---------- Provided records ----------
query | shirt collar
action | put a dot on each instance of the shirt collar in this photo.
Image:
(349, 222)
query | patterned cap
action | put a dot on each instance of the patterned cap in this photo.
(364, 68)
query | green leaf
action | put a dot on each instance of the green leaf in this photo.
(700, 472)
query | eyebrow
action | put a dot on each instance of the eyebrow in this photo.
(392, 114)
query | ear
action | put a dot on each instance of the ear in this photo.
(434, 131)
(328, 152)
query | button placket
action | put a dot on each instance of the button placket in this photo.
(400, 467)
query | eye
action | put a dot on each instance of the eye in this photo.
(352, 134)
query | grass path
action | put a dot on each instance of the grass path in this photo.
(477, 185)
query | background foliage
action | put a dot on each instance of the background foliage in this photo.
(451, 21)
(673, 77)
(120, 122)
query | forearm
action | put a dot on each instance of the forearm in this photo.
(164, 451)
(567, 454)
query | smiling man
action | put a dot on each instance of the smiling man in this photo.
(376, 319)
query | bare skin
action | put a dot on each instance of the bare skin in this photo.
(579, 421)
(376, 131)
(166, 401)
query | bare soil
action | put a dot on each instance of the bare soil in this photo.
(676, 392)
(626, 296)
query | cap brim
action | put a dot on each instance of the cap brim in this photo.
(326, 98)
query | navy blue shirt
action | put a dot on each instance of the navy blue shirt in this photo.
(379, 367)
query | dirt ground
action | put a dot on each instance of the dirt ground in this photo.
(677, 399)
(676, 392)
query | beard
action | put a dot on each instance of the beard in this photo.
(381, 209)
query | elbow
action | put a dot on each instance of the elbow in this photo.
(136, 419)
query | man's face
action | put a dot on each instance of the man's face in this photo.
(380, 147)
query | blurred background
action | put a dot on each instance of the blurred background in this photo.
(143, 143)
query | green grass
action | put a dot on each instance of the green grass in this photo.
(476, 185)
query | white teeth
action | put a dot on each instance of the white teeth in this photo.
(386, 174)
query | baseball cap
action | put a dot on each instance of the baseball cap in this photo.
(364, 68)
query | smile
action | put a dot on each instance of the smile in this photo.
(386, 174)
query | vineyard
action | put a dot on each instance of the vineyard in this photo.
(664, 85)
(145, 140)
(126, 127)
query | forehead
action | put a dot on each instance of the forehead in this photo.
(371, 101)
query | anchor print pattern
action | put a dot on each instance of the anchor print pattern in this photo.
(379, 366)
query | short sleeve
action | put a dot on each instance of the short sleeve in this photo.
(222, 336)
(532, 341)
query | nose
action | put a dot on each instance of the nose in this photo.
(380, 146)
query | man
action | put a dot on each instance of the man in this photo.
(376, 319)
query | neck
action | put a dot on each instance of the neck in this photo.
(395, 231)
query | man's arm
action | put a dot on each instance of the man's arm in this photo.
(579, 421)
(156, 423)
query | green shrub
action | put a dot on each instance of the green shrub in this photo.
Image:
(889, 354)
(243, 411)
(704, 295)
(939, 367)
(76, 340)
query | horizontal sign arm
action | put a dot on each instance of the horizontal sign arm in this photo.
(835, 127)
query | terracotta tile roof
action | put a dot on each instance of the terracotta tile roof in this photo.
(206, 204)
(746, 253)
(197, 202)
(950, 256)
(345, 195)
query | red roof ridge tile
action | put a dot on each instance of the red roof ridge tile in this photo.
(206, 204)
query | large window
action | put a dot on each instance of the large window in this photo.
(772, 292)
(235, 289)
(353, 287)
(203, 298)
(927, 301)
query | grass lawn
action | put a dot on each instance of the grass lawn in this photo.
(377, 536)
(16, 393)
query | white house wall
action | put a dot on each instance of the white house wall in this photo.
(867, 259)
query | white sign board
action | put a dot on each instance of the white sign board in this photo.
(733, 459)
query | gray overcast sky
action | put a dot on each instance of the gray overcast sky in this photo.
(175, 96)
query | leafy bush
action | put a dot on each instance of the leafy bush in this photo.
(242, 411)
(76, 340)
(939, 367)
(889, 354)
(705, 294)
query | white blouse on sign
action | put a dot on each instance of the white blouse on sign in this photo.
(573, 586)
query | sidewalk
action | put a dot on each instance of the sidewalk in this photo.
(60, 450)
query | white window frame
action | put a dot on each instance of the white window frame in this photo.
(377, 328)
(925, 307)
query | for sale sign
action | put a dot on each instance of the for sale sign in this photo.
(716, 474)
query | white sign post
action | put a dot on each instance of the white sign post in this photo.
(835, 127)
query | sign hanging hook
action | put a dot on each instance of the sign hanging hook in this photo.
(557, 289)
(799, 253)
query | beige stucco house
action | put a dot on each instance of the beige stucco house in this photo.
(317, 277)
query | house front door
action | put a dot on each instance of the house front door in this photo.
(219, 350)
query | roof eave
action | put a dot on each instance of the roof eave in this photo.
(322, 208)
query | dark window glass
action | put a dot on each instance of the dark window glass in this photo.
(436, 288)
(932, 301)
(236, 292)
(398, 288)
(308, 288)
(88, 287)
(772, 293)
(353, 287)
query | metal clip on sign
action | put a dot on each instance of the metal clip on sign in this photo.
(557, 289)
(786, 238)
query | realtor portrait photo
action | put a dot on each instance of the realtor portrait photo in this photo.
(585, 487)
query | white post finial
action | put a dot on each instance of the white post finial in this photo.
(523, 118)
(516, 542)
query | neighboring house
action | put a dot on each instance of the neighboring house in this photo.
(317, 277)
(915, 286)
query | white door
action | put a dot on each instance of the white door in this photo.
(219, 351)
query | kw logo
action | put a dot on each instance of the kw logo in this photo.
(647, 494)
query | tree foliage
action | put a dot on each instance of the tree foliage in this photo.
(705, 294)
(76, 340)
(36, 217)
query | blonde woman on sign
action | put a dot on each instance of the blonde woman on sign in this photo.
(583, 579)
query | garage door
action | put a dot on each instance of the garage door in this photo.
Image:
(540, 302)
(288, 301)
----------
The problem :: Search the entries for the string "garage" and return each line where it turns up.

Written answer ::
query | garage door
action | put a dot on each instance of the garage door in this photo.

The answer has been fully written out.